Carry on the piece about why story still matters, starting right after its last sentence, and keep going in the same voice and numbered style.

**SOURCE**
◆ ◆ ◆ ◆ ◆ ◆ ◆

10 Top Reasons Why Story Still Matters
1. We humans are storytelling animals. The drive to story is basic in all people, and exists in all cultures. Stories shape our lives and
our culture - we cannot seem to live without them. As social participants in our world, we need real opportunities for conversation so
that we can order our thoughts and make sense of our experiences. We pass the time in conversation, talk and chatter - exchanging ideas
and stories.
2. I tell my story. You retell it, with all of your own life experiences playing upon it, and suddenly it is your story. Then we tell
our two stories to a third member of the story tribe, who listens to both and builds a new, personalized version that shocks us with
its twists and turns, and causes us to re-cognize our self. And we are present at the birth of a new story; we now have three for our
story bag, and every time I choose one of those stories to share, I will unknowingly, unwittingly include bits and scraps from all of
them and suddenly I am telling a different story, but it is still mine, and the story is inside, outside and all around my head. Such
is membership in the story culture. We tell our own stories- our daydreams, our gossip, our family anecdotes. We become human through
our stories.
3. Have we lost some of our sense of personal storytelling, or has the process altered? In a less technological time, people told
each other their life stories regularly and productively, in times of friendship, trouble, celebration and mourning, engaging with
each other, forging intimate alliances and creating their own identities. The need for a network in which we can safely story is
still present, but we may have to search for others (even in virtual chat rooms) to listen to our tales, and to share their own
experiences, to help us connect with "the other villagers in our lives" so that we can be a part of it all, so that we are included,
so that we matter. It may be as simple as someone saying, "Guess what just happened to me," and someone else listening. We need to
tell life stories to our loved ones, to share what we saw with our fellow workers, to gossip with friends, to talk to the people
who sell us our groceries and our gasoline and fill them in on what has recently happened; we need to have a storytelling way
of life. We give structure and order, through telling stories, to our mountain of memories and emotions, making sense of and giving
cohesion to our lives. And, of course, we tell ourselves stories 'in the head,' reweaving personal tales to ourselves from our own
storylines of events that have captured us like fish in a net, worrying about what we will say next time, or replaying comments others
have made about us, or remembering a holiday where life was so completely full. And sometimes these stories are told aloud with no one
listening but the mirror in front of us or the empty chair beside us.

◆ ◆ ◆ ◆ ◆ ◆ ◆

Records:
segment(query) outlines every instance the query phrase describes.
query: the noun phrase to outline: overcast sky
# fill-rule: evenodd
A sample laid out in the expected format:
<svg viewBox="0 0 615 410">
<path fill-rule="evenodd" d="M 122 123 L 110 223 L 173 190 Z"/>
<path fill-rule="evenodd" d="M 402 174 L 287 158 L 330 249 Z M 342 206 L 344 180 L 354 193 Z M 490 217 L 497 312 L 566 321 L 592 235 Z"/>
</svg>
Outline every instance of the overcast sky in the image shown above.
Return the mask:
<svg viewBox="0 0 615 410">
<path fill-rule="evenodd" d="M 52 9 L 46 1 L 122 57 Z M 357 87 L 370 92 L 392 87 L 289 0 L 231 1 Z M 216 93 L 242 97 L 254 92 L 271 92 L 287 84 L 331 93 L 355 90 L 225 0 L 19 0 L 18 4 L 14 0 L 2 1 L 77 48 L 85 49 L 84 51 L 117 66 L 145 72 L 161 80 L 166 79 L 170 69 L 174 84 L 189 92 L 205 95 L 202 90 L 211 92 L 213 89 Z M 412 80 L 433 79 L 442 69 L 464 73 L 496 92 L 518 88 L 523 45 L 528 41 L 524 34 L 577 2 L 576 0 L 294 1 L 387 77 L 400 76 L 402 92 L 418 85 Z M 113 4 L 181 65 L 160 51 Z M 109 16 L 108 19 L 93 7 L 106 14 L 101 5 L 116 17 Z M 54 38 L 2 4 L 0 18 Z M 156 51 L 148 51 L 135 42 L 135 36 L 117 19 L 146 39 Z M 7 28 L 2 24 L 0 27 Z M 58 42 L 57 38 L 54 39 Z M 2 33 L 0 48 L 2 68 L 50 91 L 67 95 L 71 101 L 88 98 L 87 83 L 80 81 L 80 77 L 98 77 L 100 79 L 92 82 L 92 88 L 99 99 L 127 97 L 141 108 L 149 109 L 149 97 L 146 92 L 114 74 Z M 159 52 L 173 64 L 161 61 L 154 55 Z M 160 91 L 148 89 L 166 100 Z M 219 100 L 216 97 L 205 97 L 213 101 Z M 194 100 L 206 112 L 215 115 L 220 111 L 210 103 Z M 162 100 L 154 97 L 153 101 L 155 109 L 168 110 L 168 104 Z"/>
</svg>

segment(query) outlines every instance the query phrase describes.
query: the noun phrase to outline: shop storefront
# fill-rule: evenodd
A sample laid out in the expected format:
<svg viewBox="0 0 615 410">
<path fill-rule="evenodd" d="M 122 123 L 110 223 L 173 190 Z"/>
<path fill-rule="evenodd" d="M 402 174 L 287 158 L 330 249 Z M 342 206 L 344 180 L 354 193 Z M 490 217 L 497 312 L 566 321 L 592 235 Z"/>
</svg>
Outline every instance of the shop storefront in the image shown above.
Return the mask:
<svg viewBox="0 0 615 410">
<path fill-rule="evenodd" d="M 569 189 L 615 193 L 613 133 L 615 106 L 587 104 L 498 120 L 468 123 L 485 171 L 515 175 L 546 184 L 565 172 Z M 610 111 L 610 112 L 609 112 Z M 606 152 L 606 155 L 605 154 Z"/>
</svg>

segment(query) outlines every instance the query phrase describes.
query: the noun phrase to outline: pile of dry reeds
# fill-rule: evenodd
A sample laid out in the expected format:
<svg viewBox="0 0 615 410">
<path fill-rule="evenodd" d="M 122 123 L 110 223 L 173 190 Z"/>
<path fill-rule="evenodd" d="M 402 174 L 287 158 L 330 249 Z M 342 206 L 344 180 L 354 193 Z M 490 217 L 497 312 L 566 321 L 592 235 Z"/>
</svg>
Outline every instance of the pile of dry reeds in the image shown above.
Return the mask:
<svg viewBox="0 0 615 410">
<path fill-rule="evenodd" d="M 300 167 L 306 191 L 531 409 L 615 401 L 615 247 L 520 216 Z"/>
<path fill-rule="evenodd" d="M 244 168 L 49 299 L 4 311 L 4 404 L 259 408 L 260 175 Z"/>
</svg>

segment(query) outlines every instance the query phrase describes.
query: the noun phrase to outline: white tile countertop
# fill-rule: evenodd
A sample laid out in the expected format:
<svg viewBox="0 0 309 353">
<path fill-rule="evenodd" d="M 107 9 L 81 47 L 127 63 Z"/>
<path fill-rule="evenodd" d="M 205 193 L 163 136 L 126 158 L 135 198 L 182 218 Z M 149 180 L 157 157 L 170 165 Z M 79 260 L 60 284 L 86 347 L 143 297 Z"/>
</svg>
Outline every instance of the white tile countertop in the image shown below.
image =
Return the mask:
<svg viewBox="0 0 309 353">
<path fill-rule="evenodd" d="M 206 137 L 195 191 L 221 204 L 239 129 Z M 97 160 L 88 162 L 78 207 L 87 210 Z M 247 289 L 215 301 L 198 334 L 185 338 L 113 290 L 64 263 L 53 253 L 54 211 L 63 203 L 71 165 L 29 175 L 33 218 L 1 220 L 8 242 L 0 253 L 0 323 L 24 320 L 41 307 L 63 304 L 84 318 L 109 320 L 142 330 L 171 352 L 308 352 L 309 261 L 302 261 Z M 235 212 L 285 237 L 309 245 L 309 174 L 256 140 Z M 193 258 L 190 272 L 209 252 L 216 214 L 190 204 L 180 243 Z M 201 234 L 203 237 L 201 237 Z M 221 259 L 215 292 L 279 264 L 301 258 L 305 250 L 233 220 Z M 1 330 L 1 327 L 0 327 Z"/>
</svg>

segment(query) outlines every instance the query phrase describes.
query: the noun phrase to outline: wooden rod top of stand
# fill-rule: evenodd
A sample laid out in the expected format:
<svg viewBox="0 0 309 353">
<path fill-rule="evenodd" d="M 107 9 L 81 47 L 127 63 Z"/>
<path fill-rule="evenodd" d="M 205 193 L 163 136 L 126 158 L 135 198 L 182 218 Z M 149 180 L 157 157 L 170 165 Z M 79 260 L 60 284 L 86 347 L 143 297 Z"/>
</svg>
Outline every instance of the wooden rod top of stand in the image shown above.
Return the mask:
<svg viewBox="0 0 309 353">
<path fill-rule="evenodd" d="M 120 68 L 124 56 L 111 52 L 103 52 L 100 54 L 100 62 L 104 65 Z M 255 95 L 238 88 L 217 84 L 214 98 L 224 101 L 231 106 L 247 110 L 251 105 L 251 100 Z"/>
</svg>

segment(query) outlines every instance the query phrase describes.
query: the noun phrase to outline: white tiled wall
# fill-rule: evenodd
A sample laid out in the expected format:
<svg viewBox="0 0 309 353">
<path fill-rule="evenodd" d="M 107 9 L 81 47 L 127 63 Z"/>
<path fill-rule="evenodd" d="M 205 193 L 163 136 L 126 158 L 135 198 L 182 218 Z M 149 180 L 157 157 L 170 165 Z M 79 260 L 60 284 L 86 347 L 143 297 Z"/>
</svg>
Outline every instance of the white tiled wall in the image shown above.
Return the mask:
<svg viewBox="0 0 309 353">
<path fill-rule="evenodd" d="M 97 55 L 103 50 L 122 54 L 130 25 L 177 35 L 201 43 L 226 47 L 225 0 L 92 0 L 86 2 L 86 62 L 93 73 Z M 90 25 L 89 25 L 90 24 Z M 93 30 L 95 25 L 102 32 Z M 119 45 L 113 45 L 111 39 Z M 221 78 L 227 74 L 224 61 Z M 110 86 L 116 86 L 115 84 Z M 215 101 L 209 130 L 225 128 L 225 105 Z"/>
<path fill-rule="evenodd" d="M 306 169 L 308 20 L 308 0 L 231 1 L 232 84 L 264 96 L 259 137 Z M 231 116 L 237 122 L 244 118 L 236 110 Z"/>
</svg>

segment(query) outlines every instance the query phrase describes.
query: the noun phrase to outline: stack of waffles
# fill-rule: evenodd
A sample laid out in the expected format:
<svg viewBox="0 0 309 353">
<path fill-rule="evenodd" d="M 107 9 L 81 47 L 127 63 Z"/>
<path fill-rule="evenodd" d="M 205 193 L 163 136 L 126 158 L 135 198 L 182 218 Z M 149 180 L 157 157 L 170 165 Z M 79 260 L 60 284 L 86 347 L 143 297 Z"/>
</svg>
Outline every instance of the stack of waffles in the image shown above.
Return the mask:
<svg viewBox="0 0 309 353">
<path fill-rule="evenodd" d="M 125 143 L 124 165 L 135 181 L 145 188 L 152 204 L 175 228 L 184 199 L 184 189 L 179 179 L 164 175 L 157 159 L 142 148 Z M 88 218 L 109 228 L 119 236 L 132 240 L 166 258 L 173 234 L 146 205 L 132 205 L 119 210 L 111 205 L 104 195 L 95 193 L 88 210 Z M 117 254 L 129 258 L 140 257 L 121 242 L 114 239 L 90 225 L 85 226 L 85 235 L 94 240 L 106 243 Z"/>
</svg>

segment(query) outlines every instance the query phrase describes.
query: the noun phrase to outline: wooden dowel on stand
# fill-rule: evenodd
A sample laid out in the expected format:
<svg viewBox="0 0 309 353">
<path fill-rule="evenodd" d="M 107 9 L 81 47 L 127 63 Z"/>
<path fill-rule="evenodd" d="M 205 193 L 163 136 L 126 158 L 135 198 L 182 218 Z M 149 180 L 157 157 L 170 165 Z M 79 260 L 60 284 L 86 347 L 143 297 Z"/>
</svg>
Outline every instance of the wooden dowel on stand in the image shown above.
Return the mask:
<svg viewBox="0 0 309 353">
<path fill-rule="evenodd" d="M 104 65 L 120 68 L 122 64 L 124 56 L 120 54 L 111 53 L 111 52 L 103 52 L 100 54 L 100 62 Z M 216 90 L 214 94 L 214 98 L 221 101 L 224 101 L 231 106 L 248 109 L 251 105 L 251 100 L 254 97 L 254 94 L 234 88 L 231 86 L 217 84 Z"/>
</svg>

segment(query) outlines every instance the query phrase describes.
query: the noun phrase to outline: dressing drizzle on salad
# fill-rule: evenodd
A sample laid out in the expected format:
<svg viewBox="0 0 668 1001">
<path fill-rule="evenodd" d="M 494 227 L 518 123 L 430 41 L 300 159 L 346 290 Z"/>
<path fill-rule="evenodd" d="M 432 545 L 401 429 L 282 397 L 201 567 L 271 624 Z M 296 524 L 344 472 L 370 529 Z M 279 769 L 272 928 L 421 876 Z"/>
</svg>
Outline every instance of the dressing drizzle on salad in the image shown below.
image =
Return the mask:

◆ ◆ ◆ ◆ ◆ ◆ ◆

**TASK OUTPUT**
4. Through story, we can compare the worlds others create with our own representations, re-evaluate our feelings and ideas, come to terms
with past experiences, enter into the lives of others, and hone our own abilities to predict and anticipate. Children play out their lives
through story; it tells them that life will go on, and gives form to what has happened, what is happening, and what may happen, ordering
their experiences through anecdote and tale. They need stories from us to give reassurance to their inner stories, the ones that demonstrate
their curiosities, fears and concerns. And we can connect them to other people, other times, other selves, and, of course, other stories.
5. Story is a continuous process. We borrow from others to see how our story fits theirs, then we remold it, add to it, alter
it, tell it again anew, always exploring fresh possibilities.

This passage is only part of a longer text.